*DATA EXCERPTS*
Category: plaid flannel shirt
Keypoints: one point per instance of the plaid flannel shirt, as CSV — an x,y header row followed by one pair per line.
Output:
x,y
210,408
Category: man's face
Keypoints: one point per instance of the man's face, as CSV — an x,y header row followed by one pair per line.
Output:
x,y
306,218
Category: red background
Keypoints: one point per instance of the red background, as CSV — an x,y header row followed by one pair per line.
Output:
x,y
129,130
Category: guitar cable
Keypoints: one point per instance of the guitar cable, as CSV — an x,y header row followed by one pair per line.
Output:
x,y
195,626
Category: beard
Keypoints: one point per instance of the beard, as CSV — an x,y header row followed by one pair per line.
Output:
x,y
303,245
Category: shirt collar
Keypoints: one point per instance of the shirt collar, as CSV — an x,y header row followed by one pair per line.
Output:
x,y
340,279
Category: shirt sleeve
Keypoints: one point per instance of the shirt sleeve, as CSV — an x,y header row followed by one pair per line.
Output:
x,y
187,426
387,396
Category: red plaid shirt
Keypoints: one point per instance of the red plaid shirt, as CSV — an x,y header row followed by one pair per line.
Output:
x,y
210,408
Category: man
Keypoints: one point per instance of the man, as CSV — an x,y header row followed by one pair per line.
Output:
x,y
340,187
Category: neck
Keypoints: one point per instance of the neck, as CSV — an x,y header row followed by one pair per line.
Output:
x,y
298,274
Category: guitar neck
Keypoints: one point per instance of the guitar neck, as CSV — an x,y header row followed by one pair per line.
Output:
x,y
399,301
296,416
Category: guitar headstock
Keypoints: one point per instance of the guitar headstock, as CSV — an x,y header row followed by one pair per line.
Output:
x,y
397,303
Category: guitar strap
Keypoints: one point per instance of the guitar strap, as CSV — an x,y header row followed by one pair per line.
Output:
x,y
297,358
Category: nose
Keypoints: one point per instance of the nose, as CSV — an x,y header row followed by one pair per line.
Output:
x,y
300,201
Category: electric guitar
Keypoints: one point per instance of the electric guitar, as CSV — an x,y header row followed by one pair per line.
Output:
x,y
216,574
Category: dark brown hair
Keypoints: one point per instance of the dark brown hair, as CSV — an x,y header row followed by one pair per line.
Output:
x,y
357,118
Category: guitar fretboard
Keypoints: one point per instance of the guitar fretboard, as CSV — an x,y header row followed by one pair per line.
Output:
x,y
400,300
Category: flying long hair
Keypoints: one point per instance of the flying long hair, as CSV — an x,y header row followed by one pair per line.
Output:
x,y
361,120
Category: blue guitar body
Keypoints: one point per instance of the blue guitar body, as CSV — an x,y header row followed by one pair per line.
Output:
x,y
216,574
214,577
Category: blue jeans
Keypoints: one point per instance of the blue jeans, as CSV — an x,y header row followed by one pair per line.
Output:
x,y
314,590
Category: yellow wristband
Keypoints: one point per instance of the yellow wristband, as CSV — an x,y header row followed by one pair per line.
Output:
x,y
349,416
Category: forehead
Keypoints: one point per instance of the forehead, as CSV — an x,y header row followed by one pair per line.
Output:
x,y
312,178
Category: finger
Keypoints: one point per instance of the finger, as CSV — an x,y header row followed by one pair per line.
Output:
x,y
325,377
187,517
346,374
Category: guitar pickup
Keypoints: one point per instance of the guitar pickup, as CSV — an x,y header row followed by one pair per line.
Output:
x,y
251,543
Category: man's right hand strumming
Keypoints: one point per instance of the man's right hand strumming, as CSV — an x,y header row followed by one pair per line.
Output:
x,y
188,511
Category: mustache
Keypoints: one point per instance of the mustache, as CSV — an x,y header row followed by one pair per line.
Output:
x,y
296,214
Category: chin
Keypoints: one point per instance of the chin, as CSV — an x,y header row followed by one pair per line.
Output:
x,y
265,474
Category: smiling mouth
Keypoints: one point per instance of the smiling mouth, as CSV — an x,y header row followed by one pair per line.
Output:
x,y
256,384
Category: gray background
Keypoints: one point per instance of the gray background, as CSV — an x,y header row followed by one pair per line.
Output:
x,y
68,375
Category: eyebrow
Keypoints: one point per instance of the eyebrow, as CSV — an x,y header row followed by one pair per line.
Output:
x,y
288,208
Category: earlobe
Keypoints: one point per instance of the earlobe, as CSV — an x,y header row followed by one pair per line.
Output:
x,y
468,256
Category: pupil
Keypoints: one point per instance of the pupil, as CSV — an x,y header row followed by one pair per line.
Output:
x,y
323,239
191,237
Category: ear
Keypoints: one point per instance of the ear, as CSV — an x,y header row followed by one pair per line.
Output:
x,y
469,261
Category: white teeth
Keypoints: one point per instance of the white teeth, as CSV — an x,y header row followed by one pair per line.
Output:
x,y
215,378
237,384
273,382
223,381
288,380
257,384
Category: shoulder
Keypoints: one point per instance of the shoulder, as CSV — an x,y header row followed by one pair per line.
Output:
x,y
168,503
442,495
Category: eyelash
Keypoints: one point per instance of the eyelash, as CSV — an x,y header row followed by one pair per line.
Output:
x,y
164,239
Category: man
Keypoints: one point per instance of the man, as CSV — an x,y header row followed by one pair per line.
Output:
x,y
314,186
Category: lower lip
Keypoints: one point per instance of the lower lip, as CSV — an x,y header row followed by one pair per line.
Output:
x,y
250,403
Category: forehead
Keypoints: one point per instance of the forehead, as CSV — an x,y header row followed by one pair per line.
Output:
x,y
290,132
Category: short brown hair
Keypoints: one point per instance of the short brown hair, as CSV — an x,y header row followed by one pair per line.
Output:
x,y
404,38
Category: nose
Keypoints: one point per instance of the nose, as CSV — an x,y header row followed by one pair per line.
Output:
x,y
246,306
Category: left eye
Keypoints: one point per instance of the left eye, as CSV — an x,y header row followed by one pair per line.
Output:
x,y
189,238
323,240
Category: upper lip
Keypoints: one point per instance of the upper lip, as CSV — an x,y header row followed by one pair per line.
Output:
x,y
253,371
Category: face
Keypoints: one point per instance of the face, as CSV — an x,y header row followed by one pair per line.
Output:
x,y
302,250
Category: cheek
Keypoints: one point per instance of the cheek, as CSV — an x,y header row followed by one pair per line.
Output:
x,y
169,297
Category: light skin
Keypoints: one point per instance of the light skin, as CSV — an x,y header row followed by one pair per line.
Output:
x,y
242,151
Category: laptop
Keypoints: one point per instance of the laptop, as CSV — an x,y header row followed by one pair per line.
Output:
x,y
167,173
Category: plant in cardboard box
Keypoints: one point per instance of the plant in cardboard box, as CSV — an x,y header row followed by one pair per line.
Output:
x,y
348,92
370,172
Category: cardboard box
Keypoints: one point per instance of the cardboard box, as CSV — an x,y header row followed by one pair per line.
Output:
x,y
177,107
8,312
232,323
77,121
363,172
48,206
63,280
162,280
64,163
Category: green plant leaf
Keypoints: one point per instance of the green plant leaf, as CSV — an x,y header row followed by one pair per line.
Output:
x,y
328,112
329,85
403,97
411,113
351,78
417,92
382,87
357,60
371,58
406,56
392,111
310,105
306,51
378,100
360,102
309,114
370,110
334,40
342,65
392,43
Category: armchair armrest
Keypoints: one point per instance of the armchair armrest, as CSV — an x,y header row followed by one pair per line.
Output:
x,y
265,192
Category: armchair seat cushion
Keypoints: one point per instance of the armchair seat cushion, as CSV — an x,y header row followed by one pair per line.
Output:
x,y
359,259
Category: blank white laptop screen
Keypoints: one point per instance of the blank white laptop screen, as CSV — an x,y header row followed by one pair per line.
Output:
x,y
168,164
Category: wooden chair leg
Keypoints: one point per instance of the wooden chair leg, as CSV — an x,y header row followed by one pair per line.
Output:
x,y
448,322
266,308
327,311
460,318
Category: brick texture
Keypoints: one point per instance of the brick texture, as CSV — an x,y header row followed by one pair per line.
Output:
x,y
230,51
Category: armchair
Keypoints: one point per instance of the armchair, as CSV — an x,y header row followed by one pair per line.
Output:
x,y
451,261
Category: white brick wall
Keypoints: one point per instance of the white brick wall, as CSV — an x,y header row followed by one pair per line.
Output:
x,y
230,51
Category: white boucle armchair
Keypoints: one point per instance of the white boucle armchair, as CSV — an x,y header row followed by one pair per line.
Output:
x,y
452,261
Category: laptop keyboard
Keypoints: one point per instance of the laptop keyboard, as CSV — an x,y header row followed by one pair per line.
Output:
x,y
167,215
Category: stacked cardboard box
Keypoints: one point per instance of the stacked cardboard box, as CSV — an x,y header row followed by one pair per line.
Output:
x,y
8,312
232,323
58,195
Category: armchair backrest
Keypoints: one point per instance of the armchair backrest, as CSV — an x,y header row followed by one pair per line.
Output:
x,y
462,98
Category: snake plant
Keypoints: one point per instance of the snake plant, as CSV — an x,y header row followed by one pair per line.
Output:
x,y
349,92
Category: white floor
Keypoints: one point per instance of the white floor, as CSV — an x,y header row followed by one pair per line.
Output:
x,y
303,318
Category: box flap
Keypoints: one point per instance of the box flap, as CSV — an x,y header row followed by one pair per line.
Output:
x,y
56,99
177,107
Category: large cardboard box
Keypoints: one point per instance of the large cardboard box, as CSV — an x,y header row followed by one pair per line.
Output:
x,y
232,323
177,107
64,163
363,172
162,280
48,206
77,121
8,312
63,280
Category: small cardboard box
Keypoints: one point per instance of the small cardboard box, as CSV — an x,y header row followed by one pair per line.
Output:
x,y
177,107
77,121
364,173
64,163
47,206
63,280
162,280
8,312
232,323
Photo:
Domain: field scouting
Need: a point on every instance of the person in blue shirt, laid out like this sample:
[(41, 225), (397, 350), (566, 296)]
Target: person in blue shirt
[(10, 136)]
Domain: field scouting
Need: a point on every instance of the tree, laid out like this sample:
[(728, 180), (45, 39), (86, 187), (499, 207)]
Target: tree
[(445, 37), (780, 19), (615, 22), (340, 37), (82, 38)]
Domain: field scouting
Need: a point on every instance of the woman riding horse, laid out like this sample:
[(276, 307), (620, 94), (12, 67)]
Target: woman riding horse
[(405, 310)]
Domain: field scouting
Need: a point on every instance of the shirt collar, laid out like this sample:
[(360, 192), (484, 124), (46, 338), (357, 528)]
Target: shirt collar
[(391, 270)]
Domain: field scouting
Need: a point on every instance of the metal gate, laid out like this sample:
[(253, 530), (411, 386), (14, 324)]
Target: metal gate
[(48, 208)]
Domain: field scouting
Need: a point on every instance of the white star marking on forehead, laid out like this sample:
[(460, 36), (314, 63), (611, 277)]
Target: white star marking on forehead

*REQUIREMENT*
List each line in the items above that contains the string "flannel".

*FINISHED EXERCISE*
Category: plaid flannel shirt
Keypoints: one point per instance of the plaid flannel shirt, as CSV — an x,y header row followed by one pair per line.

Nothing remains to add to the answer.